Have you ever felt lost, confused, alone, and unsure of who you are?
It was New Year 2017 when I resolved to set out on a very difficult journey — a journey to discover my true and authentic self. A journey that led me to finally find purpose in my life-long pain and suffering, and to give that pain and suffering a voice.
Never did I imagine that I would have to walk, and often crawl on my belly through the flames of Hell, to find God’s mercy and grace — to find peace, healing, and forgiveness — and to blossom into the beautiful and delicate flower He has called me to be.
God? Where have You been in the midst of my suffering and sorrow?
Have You not seen what they have done to me? Can You not see my bleeding heart?
These were the cries of my heart after a series of traumatic events unleashed a flood of flashbacks from childhood traumas that sent me into a downward spiral of depression and drinking. I was alone and feeling unloved, and abandoned — even by God.

### GOAL OF THE EXERCISE
For each statement, say yes or no on whether it agrees with the essay, and quote the essay's words that settle it. 1. The writer resolved to begin the journey at New Year 2017. 2. The writer felt abandoned even by God. 3. The traumatic events led the writer into a period of recovery and sobriety. The records are separate material, unconnected to the essay.

### ENTRIES SHOWN
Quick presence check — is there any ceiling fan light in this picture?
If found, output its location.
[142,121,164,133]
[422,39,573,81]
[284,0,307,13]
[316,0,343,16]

...

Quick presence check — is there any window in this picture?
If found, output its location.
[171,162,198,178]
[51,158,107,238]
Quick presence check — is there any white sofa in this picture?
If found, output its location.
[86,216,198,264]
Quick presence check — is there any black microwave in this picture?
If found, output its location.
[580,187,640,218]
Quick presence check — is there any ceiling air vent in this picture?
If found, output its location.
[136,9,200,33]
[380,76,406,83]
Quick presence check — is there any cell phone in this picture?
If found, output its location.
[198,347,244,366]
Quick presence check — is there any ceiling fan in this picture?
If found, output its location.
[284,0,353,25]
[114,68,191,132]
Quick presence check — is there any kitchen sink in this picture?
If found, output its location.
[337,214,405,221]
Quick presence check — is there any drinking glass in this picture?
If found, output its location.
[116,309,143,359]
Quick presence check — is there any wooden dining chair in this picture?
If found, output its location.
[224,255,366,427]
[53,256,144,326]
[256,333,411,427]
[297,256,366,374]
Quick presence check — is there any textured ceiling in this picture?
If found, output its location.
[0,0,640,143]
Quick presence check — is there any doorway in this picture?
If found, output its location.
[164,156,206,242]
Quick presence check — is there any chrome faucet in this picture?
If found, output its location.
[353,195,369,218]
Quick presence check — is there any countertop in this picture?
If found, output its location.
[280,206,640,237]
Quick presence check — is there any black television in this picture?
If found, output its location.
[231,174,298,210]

### SOLUTION FOR THIS TASK
1. Yes: "It was New Year 2017 when I resolved to set out on a very difficult journey"
2. Yes: "I was alone and feeling unloved, and abandoned — even by God."
3. No: "sent me into a downward spiral of depression and drinking"